# TASK INSTRUCTIONS
Find the string "white" in the data, and copy out each line that has it.

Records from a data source
------------------------------------------------------------
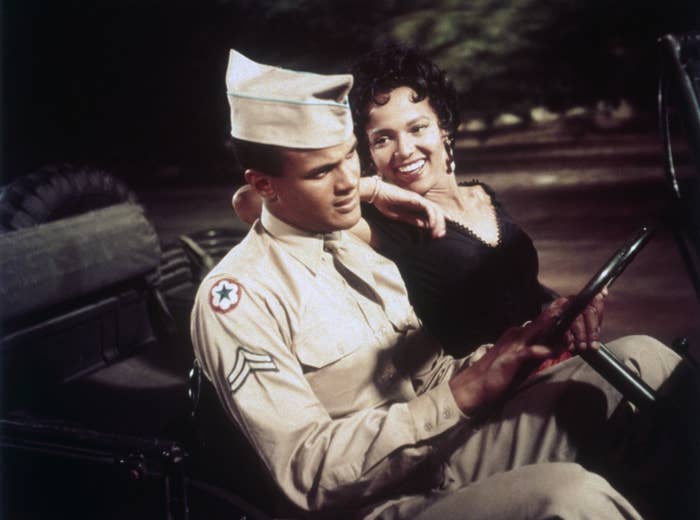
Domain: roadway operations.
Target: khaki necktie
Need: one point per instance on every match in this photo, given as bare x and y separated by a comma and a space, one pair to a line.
350, 266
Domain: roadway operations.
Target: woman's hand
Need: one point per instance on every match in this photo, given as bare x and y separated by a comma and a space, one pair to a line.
489, 378
404, 205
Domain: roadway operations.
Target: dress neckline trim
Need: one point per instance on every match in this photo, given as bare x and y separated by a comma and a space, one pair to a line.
496, 216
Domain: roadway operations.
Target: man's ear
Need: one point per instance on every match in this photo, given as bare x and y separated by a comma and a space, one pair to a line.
261, 183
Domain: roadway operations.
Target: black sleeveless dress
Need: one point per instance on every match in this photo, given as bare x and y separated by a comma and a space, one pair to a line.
465, 292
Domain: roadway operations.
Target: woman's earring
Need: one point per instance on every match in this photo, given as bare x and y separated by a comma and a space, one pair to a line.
450, 167
371, 169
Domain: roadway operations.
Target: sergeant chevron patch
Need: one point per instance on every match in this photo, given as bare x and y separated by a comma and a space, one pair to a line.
247, 362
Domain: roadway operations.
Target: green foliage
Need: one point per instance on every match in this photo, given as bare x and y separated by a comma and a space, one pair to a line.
501, 55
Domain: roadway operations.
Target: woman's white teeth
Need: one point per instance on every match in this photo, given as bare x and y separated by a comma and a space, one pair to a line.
409, 168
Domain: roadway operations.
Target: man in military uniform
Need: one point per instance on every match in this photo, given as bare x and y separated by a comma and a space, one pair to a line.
316, 354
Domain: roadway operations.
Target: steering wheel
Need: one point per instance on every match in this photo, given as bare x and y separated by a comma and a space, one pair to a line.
603, 278
602, 360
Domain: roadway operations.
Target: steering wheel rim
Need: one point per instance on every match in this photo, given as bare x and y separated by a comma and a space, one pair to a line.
605, 277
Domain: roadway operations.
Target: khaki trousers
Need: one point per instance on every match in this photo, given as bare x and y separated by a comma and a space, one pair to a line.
522, 462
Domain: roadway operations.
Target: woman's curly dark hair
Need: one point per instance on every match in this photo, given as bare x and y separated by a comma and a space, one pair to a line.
382, 70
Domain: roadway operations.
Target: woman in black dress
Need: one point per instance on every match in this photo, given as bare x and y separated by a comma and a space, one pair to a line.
481, 277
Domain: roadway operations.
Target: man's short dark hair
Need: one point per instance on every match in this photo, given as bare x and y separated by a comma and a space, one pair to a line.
265, 158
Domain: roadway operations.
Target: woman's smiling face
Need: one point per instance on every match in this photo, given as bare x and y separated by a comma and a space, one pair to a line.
406, 141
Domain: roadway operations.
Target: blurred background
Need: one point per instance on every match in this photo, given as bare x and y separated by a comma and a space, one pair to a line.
138, 85
559, 112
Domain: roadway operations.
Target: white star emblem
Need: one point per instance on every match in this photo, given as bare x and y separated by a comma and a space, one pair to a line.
225, 295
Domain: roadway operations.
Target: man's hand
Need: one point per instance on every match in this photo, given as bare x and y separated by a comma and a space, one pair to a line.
489, 378
407, 206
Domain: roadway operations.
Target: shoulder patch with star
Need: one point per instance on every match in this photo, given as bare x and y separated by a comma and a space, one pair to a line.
225, 295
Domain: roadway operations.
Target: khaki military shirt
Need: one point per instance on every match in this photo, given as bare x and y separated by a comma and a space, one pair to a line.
336, 390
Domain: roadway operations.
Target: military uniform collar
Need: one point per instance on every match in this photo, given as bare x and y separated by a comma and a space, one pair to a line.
305, 246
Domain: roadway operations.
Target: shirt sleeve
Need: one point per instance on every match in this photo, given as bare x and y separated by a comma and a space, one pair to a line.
317, 460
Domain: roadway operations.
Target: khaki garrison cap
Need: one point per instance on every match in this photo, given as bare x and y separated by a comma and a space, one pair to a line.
286, 108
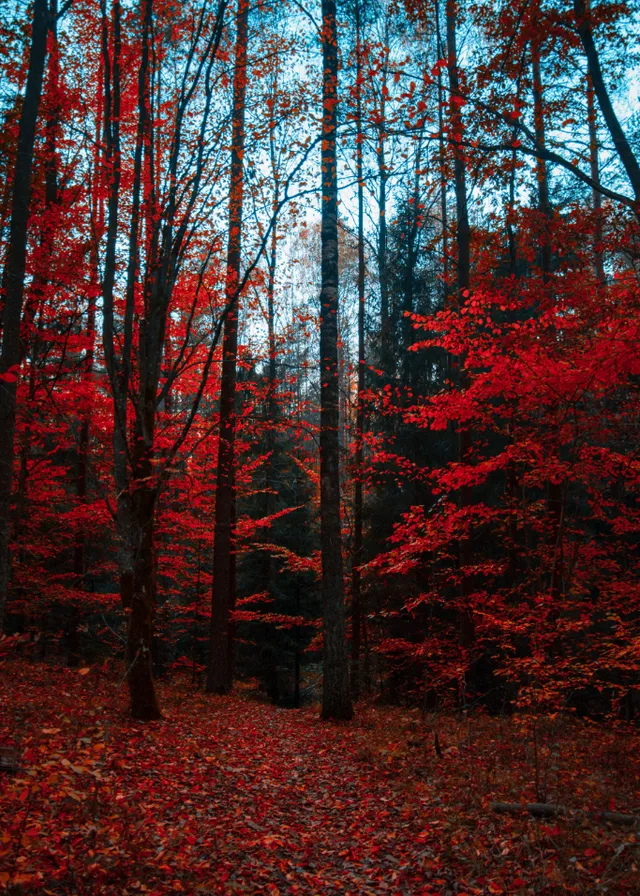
------------------------------------------------------------
# RESULT OF THE EXERCISE
Target: woman's white teeth
Target: white star emblem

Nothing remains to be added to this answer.